Stated goal —
Count the lines in the entries below that contain the string "farm", with case mattering, and reply with the number alone.
-- start Records to use --
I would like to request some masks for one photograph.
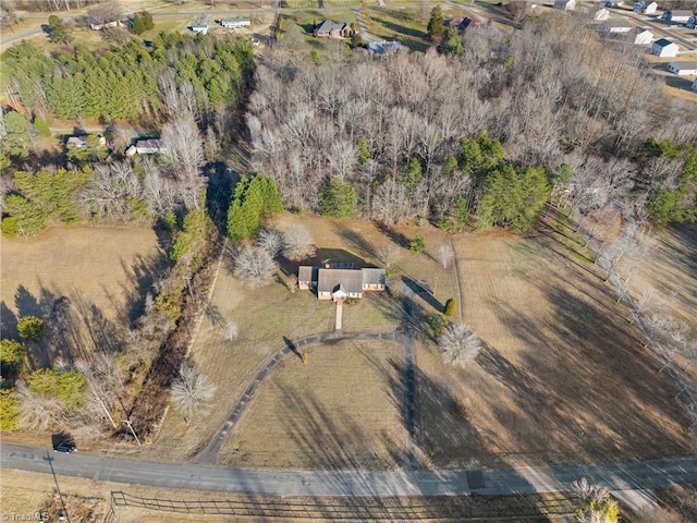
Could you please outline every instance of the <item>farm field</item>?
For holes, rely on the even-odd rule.
[[[289,357],[260,389],[219,464],[391,469],[406,440],[401,345],[344,340]]]
[[[432,345],[419,350],[424,445],[435,466],[694,452],[676,386],[658,373],[599,269],[547,234],[454,244],[464,320],[486,346],[466,369],[444,366]]]
[[[356,267],[379,265],[376,251],[381,244],[393,244],[400,255],[394,266],[395,275],[408,273],[414,280],[435,282],[438,278],[439,307],[450,297],[455,287],[449,281],[448,272],[436,260],[440,243],[437,229],[429,229],[433,235],[426,241],[428,255],[415,255],[403,245],[408,235],[419,231],[417,228],[404,228],[402,232],[392,231],[389,238],[370,222],[341,221],[319,217],[301,218],[283,215],[276,227],[284,230],[293,223],[305,224],[313,233],[315,244],[320,247],[309,264],[319,264],[330,259],[335,263],[355,263]],[[423,233],[423,231],[421,231]],[[433,258],[433,259],[432,259]],[[284,264],[282,270],[296,273],[298,264]],[[424,284],[429,282],[424,281]],[[402,281],[394,276],[390,284],[399,291]],[[399,299],[387,293],[372,293],[360,302],[344,306],[343,330],[391,331],[401,321]],[[228,321],[239,326],[239,338],[225,341],[221,335]],[[159,437],[147,451],[149,459],[181,461],[200,450],[215,431],[222,425],[225,416],[242,394],[254,373],[273,352],[290,340],[317,332],[329,332],[334,327],[334,305],[320,302],[309,291],[291,293],[285,284],[276,282],[260,289],[248,289],[232,276],[229,264],[223,264],[207,315],[203,320],[198,336],[194,340],[191,356],[197,363],[201,374],[208,376],[218,391],[212,400],[210,415],[192,421],[188,425],[181,415],[170,409],[164,416]],[[255,399],[255,402],[258,400]],[[254,403],[253,403],[254,404]],[[245,418],[239,427],[244,429]]]
[[[62,296],[109,321],[127,323],[162,256],[148,228],[57,227],[35,238],[3,238],[3,333],[14,333],[17,316],[48,318]]]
-- end Records to use --
Exercise answer —
1